■ **Exercise prompt**: From the entries below, transcribe exactly the lines between the line holding "the snow wall." and the line holding "I bet you can't find window in here.", inclusive; skip all other lines.
--
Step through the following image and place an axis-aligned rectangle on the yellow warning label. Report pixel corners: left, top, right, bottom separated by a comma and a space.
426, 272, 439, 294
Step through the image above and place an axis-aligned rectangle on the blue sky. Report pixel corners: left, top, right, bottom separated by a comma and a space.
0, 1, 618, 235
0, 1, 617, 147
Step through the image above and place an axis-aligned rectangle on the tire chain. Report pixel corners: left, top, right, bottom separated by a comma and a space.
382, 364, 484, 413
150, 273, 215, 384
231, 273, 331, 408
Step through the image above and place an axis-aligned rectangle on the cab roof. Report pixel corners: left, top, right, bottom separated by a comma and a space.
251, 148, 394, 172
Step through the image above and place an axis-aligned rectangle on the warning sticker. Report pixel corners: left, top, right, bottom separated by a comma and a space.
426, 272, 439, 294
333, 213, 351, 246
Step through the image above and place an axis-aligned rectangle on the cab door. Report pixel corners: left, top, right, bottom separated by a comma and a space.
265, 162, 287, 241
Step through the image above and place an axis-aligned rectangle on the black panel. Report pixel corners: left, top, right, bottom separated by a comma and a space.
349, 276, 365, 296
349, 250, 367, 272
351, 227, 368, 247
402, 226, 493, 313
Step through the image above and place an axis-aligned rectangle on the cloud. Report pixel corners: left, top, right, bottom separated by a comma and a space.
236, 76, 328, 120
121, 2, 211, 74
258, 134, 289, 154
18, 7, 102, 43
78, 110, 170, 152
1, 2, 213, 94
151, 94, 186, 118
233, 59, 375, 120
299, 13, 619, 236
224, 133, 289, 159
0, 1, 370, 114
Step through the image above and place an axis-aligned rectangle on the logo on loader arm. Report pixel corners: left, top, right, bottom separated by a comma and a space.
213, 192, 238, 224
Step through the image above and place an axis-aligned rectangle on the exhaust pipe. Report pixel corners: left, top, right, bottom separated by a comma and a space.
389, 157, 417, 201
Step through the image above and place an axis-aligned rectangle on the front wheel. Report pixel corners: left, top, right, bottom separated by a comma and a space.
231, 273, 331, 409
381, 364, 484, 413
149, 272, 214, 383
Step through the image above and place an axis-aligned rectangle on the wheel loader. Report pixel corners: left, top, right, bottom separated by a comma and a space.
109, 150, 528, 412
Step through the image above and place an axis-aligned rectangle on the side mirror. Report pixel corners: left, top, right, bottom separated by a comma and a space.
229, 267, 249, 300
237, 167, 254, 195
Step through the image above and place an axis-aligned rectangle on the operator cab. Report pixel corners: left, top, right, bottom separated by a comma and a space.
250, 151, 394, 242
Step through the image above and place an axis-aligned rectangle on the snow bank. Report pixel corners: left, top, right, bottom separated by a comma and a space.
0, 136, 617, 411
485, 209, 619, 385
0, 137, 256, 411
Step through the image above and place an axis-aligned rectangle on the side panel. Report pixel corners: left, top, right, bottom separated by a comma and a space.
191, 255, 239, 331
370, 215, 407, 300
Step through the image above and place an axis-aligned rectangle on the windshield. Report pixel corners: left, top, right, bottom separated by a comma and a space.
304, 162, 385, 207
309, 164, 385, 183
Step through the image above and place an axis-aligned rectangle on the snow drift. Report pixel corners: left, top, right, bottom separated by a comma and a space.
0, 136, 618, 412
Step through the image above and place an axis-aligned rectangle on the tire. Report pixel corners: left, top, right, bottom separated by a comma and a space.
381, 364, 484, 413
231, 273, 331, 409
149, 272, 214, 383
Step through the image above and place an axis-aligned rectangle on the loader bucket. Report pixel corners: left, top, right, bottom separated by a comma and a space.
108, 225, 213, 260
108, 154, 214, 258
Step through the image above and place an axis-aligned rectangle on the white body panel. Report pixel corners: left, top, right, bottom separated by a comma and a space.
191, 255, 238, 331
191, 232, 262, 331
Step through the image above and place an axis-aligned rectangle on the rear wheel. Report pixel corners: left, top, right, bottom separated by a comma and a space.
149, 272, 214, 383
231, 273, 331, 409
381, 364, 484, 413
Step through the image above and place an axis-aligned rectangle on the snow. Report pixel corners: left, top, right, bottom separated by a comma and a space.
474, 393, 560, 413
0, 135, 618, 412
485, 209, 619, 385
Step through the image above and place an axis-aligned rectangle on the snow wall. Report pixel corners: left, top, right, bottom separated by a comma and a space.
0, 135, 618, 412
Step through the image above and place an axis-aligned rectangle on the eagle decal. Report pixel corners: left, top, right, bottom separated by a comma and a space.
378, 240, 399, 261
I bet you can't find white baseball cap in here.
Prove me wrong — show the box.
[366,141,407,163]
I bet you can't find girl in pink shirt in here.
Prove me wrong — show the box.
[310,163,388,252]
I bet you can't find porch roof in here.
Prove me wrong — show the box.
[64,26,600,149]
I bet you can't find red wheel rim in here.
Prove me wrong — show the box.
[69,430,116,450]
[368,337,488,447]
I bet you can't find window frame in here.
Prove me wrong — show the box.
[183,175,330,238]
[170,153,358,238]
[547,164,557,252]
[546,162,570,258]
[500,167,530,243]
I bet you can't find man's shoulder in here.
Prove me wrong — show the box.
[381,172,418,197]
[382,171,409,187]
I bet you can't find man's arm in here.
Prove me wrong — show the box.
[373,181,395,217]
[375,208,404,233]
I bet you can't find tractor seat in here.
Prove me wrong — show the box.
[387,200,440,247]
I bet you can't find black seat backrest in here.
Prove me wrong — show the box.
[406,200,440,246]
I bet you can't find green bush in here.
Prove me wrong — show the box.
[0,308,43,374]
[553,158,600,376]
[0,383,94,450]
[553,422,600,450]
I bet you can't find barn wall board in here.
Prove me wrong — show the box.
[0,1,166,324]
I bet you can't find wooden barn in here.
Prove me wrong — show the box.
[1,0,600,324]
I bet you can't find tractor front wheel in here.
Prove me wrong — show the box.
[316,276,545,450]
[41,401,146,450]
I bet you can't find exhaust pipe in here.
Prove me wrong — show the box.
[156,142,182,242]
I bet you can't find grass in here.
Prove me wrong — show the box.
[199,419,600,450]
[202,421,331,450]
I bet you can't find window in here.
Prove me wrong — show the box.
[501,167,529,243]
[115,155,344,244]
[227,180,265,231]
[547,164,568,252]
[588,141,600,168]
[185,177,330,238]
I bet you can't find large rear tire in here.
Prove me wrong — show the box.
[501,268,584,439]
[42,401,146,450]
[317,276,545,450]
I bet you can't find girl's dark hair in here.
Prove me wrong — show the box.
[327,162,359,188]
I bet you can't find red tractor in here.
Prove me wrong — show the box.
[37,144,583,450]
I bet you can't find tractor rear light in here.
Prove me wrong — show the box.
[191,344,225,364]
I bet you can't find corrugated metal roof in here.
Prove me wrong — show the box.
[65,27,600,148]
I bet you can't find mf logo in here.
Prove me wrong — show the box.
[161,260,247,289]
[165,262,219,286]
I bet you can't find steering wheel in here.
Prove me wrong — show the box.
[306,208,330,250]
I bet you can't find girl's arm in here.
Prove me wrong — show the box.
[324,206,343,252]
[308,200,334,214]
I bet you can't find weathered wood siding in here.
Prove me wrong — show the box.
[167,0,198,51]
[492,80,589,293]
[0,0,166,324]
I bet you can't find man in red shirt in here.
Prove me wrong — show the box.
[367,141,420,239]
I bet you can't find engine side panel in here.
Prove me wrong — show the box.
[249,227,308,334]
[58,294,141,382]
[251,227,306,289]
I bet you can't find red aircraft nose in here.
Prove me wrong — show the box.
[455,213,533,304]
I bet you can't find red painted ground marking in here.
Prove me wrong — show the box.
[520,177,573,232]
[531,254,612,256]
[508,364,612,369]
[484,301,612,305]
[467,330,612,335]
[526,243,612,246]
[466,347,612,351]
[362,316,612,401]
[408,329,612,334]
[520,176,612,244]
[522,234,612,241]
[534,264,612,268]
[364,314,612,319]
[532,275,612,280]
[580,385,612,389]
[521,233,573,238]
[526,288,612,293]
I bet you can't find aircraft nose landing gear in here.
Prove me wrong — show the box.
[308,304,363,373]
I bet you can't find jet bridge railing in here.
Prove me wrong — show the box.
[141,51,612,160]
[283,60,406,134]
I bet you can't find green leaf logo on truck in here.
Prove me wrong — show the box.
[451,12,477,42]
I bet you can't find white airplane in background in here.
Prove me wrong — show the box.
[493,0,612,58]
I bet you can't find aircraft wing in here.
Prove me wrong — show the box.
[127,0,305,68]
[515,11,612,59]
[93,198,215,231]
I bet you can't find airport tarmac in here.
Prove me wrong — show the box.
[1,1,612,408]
--
■ **Response to the task**:
Step through the image above and place an axis-aligned rectangle on the snow wall. Report pixel corners: left, top, right, bottom separated by a comma and a space.
0, 135, 618, 412
Step through the image above and place an axis-aligned rectangle on the eagle decal. Report pixel corners: left, top, right, bottom separated by a comma and a space.
378, 240, 399, 261
I bet you can't find white baseball cap in here.
Prove me wrong — show the box.
[366,141,407,163]
I bet you can't find girl in pink shirt in here.
Prove me wrong — show the box.
[310,163,388,252]
I bet you can't find porch roof in here.
Prove me wrong — show the box.
[64,26,600,149]
I bet you can't find red wheel rim in here.
Prove me wrong — show the box.
[69,430,116,450]
[368,337,488,447]
I bet you can't find window frame in here.
Prove me wrong — show the box.
[183,175,330,238]
[170,153,358,238]
[547,164,557,252]
[546,162,570,258]
[500,167,530,243]
I bet you can't find man's shoulder in here.
Prove me wrong — show the box.
[381,172,418,197]
[382,171,409,187]
I bet you can't find man's arm in here.
Prove me wrong — show the box.
[373,181,395,217]
[375,208,404,233]
I bet you can't find tractor seat in here.
Prove me wrong — show the box.
[387,200,440,247]
I bet you can't find black seat backrest in here.
Prove me wrong — show the box.
[406,200,440,246]
I bet you can't find green bush in here.
Prove me wrong — show the box.
[0,308,43,374]
[553,158,600,376]
[0,383,94,450]
[553,422,600,450]
I bet you can't find barn wall board in here.
Prove me wrong — show the box.
[0,1,166,324]
I bet you can't find wooden barn in here.
Prove me wrong — show the box.
[1,0,600,324]
I bet you can't find tractor front wheel in here.
Prove me wrong — show the box.
[316,276,545,450]
[41,401,146,450]
I bet you can't find exhaust pipe in here.
Prove me wrong — show the box.
[156,142,182,242]
I bet you can't find grass in here.
Prove me wrong — show the box.
[199,419,600,450]
[202,421,331,450]
I bet you can't find window in here.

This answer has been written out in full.